╭─ PROVIDED INFORMATION
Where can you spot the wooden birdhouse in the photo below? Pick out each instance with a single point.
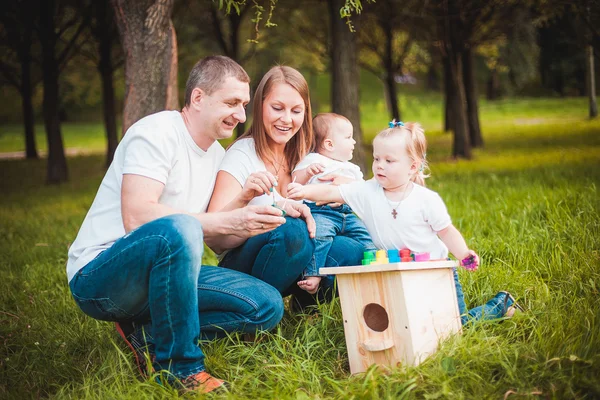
(396, 313)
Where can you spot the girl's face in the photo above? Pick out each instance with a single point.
(283, 113)
(392, 167)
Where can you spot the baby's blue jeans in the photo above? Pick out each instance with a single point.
(493, 309)
(332, 222)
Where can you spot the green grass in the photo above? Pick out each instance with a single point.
(528, 203)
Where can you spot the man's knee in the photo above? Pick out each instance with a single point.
(182, 232)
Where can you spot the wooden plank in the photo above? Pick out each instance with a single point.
(406, 266)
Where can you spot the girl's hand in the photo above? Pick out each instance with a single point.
(335, 179)
(471, 261)
(314, 169)
(295, 191)
(257, 184)
(297, 210)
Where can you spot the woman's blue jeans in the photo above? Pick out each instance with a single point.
(280, 256)
(495, 308)
(154, 275)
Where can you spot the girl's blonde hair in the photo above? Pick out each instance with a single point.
(416, 147)
(301, 143)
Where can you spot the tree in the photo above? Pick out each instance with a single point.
(150, 46)
(105, 33)
(17, 37)
(387, 35)
(59, 30)
(345, 76)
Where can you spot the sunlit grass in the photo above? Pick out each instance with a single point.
(528, 203)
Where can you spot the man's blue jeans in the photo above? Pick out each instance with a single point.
(332, 222)
(279, 257)
(493, 309)
(154, 275)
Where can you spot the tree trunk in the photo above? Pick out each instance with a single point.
(150, 45)
(461, 146)
(27, 101)
(390, 83)
(471, 97)
(57, 171)
(493, 86)
(448, 123)
(592, 83)
(345, 76)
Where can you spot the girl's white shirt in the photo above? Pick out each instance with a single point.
(420, 216)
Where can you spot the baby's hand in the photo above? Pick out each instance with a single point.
(314, 169)
(470, 262)
(295, 191)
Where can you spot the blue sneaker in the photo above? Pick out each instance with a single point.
(140, 344)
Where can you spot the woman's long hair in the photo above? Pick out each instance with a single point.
(301, 143)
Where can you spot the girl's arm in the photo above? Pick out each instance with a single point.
(321, 193)
(455, 242)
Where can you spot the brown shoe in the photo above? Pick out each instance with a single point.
(202, 382)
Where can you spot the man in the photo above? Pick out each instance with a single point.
(137, 257)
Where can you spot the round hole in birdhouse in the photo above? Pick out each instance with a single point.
(376, 317)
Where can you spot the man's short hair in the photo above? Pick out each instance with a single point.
(322, 127)
(210, 72)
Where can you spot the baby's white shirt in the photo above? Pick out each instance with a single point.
(344, 168)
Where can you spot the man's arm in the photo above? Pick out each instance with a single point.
(139, 205)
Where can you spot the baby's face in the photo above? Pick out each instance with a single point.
(343, 142)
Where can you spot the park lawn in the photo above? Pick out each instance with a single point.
(528, 203)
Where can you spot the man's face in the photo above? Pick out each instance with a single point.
(223, 109)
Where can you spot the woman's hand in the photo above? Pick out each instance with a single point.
(471, 261)
(295, 191)
(335, 179)
(255, 220)
(296, 210)
(257, 184)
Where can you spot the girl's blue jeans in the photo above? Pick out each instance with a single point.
(493, 309)
(153, 276)
(332, 222)
(279, 257)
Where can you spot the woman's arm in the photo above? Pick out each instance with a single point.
(324, 193)
(229, 195)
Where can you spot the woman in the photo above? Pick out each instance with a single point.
(262, 159)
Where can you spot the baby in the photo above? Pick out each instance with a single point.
(334, 147)
(400, 212)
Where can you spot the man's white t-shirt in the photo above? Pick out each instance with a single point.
(240, 161)
(159, 147)
(344, 168)
(420, 215)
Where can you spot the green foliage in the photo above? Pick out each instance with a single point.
(529, 204)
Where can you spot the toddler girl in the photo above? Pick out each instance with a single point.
(399, 212)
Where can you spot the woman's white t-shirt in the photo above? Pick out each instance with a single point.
(240, 161)
(420, 216)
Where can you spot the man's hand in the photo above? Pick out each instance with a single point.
(297, 210)
(314, 169)
(255, 220)
(295, 191)
(257, 184)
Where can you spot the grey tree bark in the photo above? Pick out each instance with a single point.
(150, 45)
(345, 76)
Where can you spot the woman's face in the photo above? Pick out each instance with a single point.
(283, 113)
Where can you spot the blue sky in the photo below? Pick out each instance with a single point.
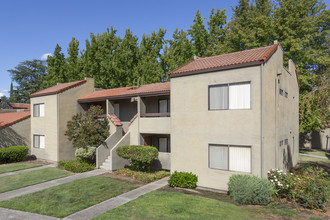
(30, 29)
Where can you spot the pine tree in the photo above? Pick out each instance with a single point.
(216, 26)
(56, 69)
(302, 28)
(177, 52)
(149, 68)
(73, 70)
(28, 76)
(199, 35)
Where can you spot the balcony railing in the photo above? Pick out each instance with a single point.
(146, 115)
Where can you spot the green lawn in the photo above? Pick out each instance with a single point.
(14, 167)
(179, 205)
(21, 180)
(68, 198)
(174, 205)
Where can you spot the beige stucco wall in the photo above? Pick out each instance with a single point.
(68, 107)
(281, 114)
(16, 134)
(194, 127)
(48, 126)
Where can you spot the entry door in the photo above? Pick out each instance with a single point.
(162, 106)
(116, 107)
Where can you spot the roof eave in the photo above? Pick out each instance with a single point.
(117, 97)
(235, 66)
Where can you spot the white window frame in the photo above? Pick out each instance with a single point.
(40, 143)
(230, 102)
(229, 158)
(39, 110)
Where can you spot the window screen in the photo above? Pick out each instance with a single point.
(240, 158)
(218, 156)
(218, 97)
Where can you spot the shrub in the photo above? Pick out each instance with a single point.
(312, 190)
(284, 183)
(13, 154)
(183, 179)
(309, 187)
(246, 189)
(145, 177)
(140, 156)
(75, 166)
(87, 154)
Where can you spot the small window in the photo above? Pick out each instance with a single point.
(163, 106)
(229, 96)
(38, 141)
(228, 157)
(281, 91)
(281, 143)
(38, 110)
(164, 145)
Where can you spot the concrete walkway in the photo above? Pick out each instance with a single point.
(315, 156)
(112, 203)
(45, 185)
(26, 170)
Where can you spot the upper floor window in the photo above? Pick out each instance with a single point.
(39, 110)
(38, 141)
(229, 96)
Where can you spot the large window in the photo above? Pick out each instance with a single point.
(229, 96)
(38, 141)
(229, 157)
(38, 110)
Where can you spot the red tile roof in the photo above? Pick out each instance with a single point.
(115, 120)
(126, 92)
(19, 105)
(226, 61)
(12, 117)
(57, 88)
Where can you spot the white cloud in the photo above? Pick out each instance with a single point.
(45, 55)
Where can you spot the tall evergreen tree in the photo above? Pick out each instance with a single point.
(28, 76)
(56, 69)
(73, 70)
(216, 26)
(199, 35)
(302, 28)
(177, 52)
(149, 68)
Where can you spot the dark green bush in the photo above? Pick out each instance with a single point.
(183, 179)
(312, 189)
(13, 154)
(87, 154)
(140, 156)
(246, 189)
(75, 166)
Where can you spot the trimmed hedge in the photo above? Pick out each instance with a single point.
(140, 156)
(13, 154)
(183, 179)
(246, 189)
(75, 166)
(87, 154)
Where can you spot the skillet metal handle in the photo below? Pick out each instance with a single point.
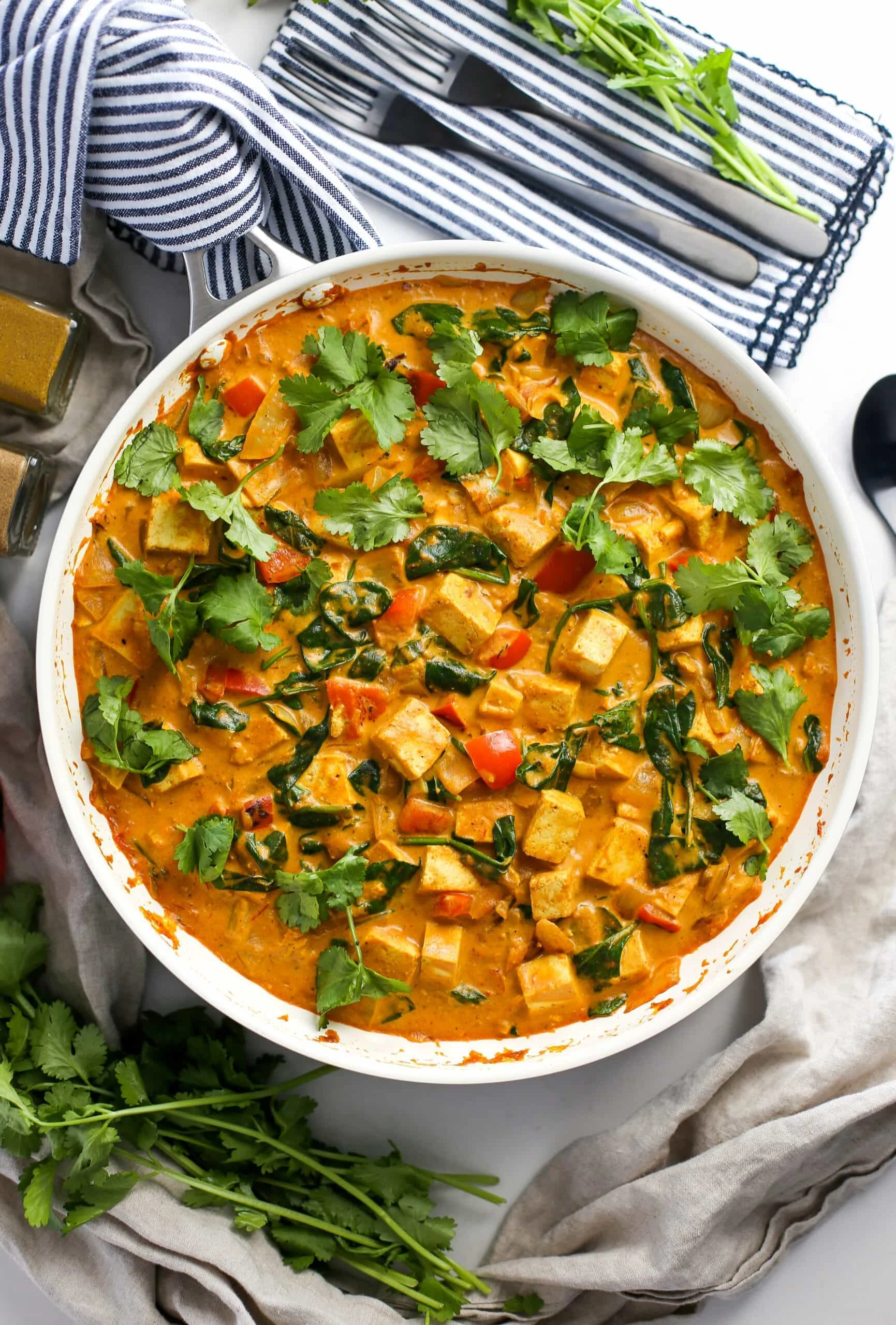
╰─
• [PROBLEM TO SOLVE]: Could you pull out every line of the material above, word for word, and leave out the pictures?

• [ANSWER FOR THIS EXERCISE]:
Where can you spot the wooden birdhouse in the photo below? Pick out each instance with a single point.
(396, 313)
Where can you spot the girl's face in the photo above? Pick out each instance with a single point.
(283, 113)
(392, 167)
Where can you spot the baby's blue jeans in the photo above? Pick out each instance with a single point.
(493, 309)
(332, 222)
Where can you spot the green grass in the photo above? Pick out each instance with a single point.
(528, 203)
Where can you spot the man's knee in the photo above? Pick out each instance with a single point.
(182, 232)
Where can you spot the wooden plank in the photo above? Pick out each instance with a single point.
(406, 266)
Where can you spot the girl's hand in the photo above? Pick out each instance with a single point.
(335, 179)
(471, 261)
(314, 169)
(295, 191)
(257, 184)
(297, 210)
Where can you spot the woman's blue jeans in the photo above? Pick out each instance with a single point.
(280, 256)
(495, 308)
(154, 275)
Where can you spot the girl's blonde hair in the photo above? Pick out each instance with a single point.
(416, 147)
(301, 143)
Where can you spot the tree in the photo above? Pick out each instance with a single point.
(150, 46)
(105, 33)
(17, 37)
(387, 35)
(59, 30)
(345, 76)
Where can you spot the sunlit grass in the photo above? Pick out each instance with a single point.
(528, 203)
Where can you spot the man's blue jeans in the photo above? Pick out each instance with a single point.
(332, 222)
(279, 257)
(493, 309)
(154, 275)
Where can you spot the tree trunk in the photo above? Pick out each instance with a single point.
(150, 45)
(461, 146)
(27, 101)
(390, 83)
(471, 97)
(57, 171)
(493, 86)
(448, 123)
(592, 83)
(345, 76)
Where can you spot the girl's white shirt in the photo above? Pick out each instance with a single point.
(420, 216)
Where can you spot the baby's hand in the photo above? Pick out each instance with a single point.
(314, 169)
(470, 262)
(295, 191)
Where can you spot the blue sneaker in the photo above? Pick out each instance with a single point.
(140, 344)
Where can you spot the woman's long hair in the photo above? Pick out each instance with a single point.
(301, 143)
Where can you spot the girl's arm in the photo above? Pick out each instance with a single point.
(321, 193)
(455, 242)
Where can you spot the brown shoe in the photo above? Pick out each instance with a single point.
(202, 382)
Where can you spot the man in the photo above? Pick out each instance with a single point.
(137, 257)
Where can you spot the round hole in birdhouse in the photo above? Pick out each instance with a single point.
(376, 317)
Where can you spot the man's short hair in the photo above? Pick out each instance with a single point.
(322, 127)
(210, 72)
Where can you spot the baby's white shirt in the photo above? Pick out each instance with a single point.
(344, 168)
Where can you spot the man's arm in the photo above? Pick out each instance with a single point.
(139, 205)
Where can you spot the baby's face in the photo above? Pick out each instance with a single point.
(343, 142)
Where can you spot the park lawn in the photo above? Pick out each instance with a single point.
(528, 203)
Where can you spot the man's face in the photo above? Pick out each instance with a single point.
(223, 109)
Where can you spot the woman's hand in the photo above? Pick out each instance with a single point.
(471, 261)
(295, 191)
(335, 179)
(255, 220)
(296, 210)
(257, 184)
Where can you spot the girl's blue jeans in the photo above? Pick out each instance with a single point.
(493, 309)
(153, 276)
(332, 222)
(279, 257)
Where can you spot the woman's arm in the photo above? Pick out each instance with a single point.
(324, 193)
(229, 195)
Where can you spot the woman in the photo above? Pick out each instance with a single point.
(262, 159)
Where can you spot the baby in the photo above? Pick out each instance with a single point.
(334, 147)
(400, 212)
Where can you spot the man's white t-shirt in the photo above? Pick out each instance with a single point.
(240, 161)
(159, 147)
(344, 168)
(420, 215)
Where can you spot the green foliage in the photo above? Pick out each instance with a single point.
(529, 204)
Where can you spot the toddler girl in the photo above? Pick out each instance with a single point.
(399, 212)
Where can you spot the woman's white t-shirt in the photo above? Pick out each instance with a single point.
(240, 161)
(420, 216)
Where can you spot the man's hand in the photo above? Pick out each instance with a single point.
(297, 210)
(314, 169)
(255, 220)
(295, 191)
(257, 184)
Where can you spot the grey tree bark in the photo above? Pick out each instance with a single point.
(150, 45)
(345, 76)
Where can you spot the woman's face in the photo above? Pick out each instance with a single point.
(283, 113)
Where can you spot the blue sky in the photo below? Pick out each instance with a single point.
(30, 29)
Where can you spot the pine tree in the photo above? Pick out each instance with a single point.
(216, 26)
(56, 69)
(302, 28)
(177, 52)
(149, 68)
(73, 70)
(28, 76)
(199, 35)
Where can you spot the balcony railing in the photo above? Pick out each instance with a single point.
(146, 115)
Where can you spot the green lawn in the photo above? Pick out each instance with a single point.
(14, 167)
(179, 205)
(21, 180)
(68, 198)
(174, 205)
Where can you spot the beige stucco wall in the photo above? Pick out each instance with a single point.
(68, 107)
(281, 114)
(16, 134)
(194, 127)
(48, 126)
Where can you spot the entry door in the photo above? Pick out each instance with a single point.
(162, 106)
(116, 107)
Where can you spot the roof eave in the photo above? Pick out each instance with a single point.
(117, 97)
(235, 66)
Where can you spot the white window frame in the photo above? Pick out each instance with a single point.
(40, 143)
(230, 102)
(229, 158)
(39, 110)
Where can you spot the window screen in the photo above? Pick out each instance with a single point.
(240, 158)
(218, 156)
(218, 97)
Where can you spot the shrub in the photo above? Pick out each instance with a single point.
(312, 190)
(284, 183)
(13, 154)
(183, 179)
(309, 187)
(246, 189)
(145, 177)
(140, 156)
(75, 166)
(87, 154)
Where can you spot the small window in the photo above? Pick out each instance with a single point.
(163, 106)
(229, 96)
(38, 141)
(228, 157)
(281, 91)
(281, 143)
(38, 110)
(164, 145)
Where can you spot the concrete walkway in the photo above? Pick out each instance with a single point.
(315, 156)
(112, 203)
(45, 185)
(26, 170)
Where can you spot the upper floor window in the photo above? Pick out each instance with a single point.
(39, 110)
(38, 141)
(229, 96)
Where can you spot the large window in the photo above? Pick out each instance with a single point.
(229, 96)
(38, 141)
(229, 157)
(38, 110)
Where can you spot the red tile roof in the photo above? Pick out each instance with a single point.
(115, 120)
(126, 92)
(19, 105)
(226, 61)
(12, 117)
(57, 88)
Where can you spot the white cloud in the photo above? Pick out each instance with a single point.
(45, 55)
Where can you spot the tall evergreen tree in the photo above? Pick out each instance with a single point.
(28, 76)
(56, 69)
(73, 70)
(216, 26)
(199, 35)
(302, 28)
(177, 52)
(149, 68)
Where can you spot the dark green bush in the photo above? Pick out each instance with a single point.
(183, 179)
(312, 189)
(13, 154)
(87, 154)
(140, 156)
(246, 189)
(75, 166)
Where can you spot the trimmed hedge in the photo above? Pick out each instance with a single point.
(140, 156)
(13, 154)
(183, 179)
(246, 189)
(75, 166)
(87, 154)
Where can you spot the skillet metal handle in the photo below? Pick out each instance with a single point.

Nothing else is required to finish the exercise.